[Segmentation mask data]
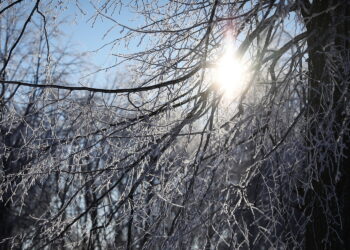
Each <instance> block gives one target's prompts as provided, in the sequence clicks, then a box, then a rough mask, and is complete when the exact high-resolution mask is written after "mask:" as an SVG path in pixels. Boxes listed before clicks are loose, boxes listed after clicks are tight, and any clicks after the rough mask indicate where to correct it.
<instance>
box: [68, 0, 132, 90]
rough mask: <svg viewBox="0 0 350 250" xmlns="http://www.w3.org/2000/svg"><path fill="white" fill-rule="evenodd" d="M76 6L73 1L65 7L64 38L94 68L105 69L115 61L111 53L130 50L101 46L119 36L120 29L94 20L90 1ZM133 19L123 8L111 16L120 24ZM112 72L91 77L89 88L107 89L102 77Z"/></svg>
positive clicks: (112, 71)
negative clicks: (66, 8)
mask: <svg viewBox="0 0 350 250" xmlns="http://www.w3.org/2000/svg"><path fill="white" fill-rule="evenodd" d="M79 4H80V5H79V7H80V8H81V10H80V9H79V8H78V7H77V5H76V2H75V1H70V2H69V3H68V4H67V9H66V11H65V12H64V13H63V15H62V16H65V17H66V18H67V20H68V22H67V23H66V24H65V25H64V27H63V29H62V30H63V31H64V33H65V34H66V35H67V39H69V40H70V41H71V43H72V44H74V45H75V48H76V49H77V50H78V52H81V53H83V52H89V53H88V55H89V56H88V60H89V62H91V63H92V64H93V65H95V66H96V68H95V69H104V68H109V67H110V66H112V65H114V64H115V62H116V60H115V59H116V58H115V56H113V55H112V53H117V52H119V53H120V52H123V53H125V52H130V51H131V50H132V49H133V47H131V48H129V49H128V50H126V49H125V48H117V47H112V45H108V46H105V47H103V46H104V45H106V44H107V43H109V42H111V41H113V40H114V39H116V38H117V37H119V36H120V31H121V29H120V28H119V27H116V25H115V23H113V22H112V21H111V20H108V19H106V18H103V19H102V18H98V19H95V21H94V19H92V17H93V15H94V14H95V13H96V10H95V9H94V7H93V6H92V4H91V3H90V1H88V0H84V1H79ZM133 16H134V15H132V13H130V12H129V11H128V10H127V9H124V10H123V11H121V12H120V13H116V14H115V15H114V16H113V17H116V18H117V19H118V21H120V22H122V23H130V20H131V17H133ZM111 28H113V29H111ZM116 70H117V69H116V68H112V69H109V70H102V71H100V72H99V73H97V74H94V77H95V81H94V83H93V87H108V85H109V84H108V82H106V75H107V74H116ZM120 70H122V69H120ZM85 79H87V78H85ZM80 82H81V83H83V84H84V82H86V81H85V80H84V79H80Z"/></svg>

> [Job item]:
Output every line of the data above as a JSON list of strings, one string per line, with blank lines skipped. Leave the pictures out.

> [Answer space]:
[
  "Each <instance> block gives one target's prompts as provided, in the sequence clicks, then a box, then a rough mask, and is complete when the exact high-resolution mask is written after \"mask:\" as an SVG path in pixels. Boxes listed before clicks are loose, boxes listed after clicks are tight, and any clicks after the rough mask indicate where to correct it.",
  "<instance>",
  "box: [68, 0, 132, 90]",
  "rough mask: <svg viewBox=\"0 0 350 250\" xmlns=\"http://www.w3.org/2000/svg\"><path fill=\"white\" fill-rule=\"evenodd\" d=\"M76 6L73 1L65 7L64 38L94 68L105 69L115 61L111 53L130 50L101 46L119 36L120 29L94 20L90 1ZM133 19L123 8L111 16L120 24ZM112 72L91 77L89 88L107 89L102 77Z\"/></svg>",
  "positive clicks: (112, 71)",
  "negative clicks: (66, 8)",
  "mask: <svg viewBox=\"0 0 350 250\" xmlns=\"http://www.w3.org/2000/svg\"><path fill=\"white\" fill-rule=\"evenodd\" d=\"M79 4H80V5H79V7H80V8H81V10H80V9H79V8H78V7H77V5H76V2H75V1H70V2H69V3H68V4H67V9H66V11H65V12H64V13H63V15H62V16H65V17H66V18H67V20H68V22H67V23H66V24H65V25H64V27H63V29H62V30H63V31H64V33H65V34H66V35H67V39H69V40H70V41H71V43H72V44H74V45H75V48H76V49H77V50H78V52H81V53H83V52H89V53H88V55H89V56H88V60H89V62H91V63H92V64H93V65H95V66H96V68H95V69H104V68H109V67H110V66H112V65H114V64H115V62H116V60H115V59H116V58H115V56H113V55H112V53H117V52H119V53H120V52H123V53H125V52H130V51H131V50H132V49H133V47H131V48H129V49H128V50H126V49H125V48H117V47H112V45H108V46H105V47H103V46H104V45H106V44H107V43H109V42H111V41H113V40H114V39H116V38H117V37H119V36H120V31H121V29H120V28H119V27H116V25H115V23H113V22H112V21H111V20H108V19H106V18H103V19H102V18H98V19H95V21H94V19H92V17H93V15H94V14H95V13H96V10H95V9H94V7H93V6H92V4H91V3H90V1H88V0H84V1H79ZM133 16H134V15H132V13H130V12H129V11H128V10H127V9H124V10H123V11H121V12H120V13H116V14H115V15H114V16H113V17H116V18H117V19H118V21H120V22H122V23H130V20H131V17H133ZM111 28H113V29H111ZM116 70H117V69H116V68H112V69H109V70H102V71H100V72H99V73H97V74H94V77H95V81H94V83H93V87H108V85H109V84H108V82H106V75H107V74H116ZM120 70H122V69H120ZM85 79H87V78H85ZM80 82H81V83H83V84H84V82H86V81H85V80H84V79H80Z\"/></svg>"
]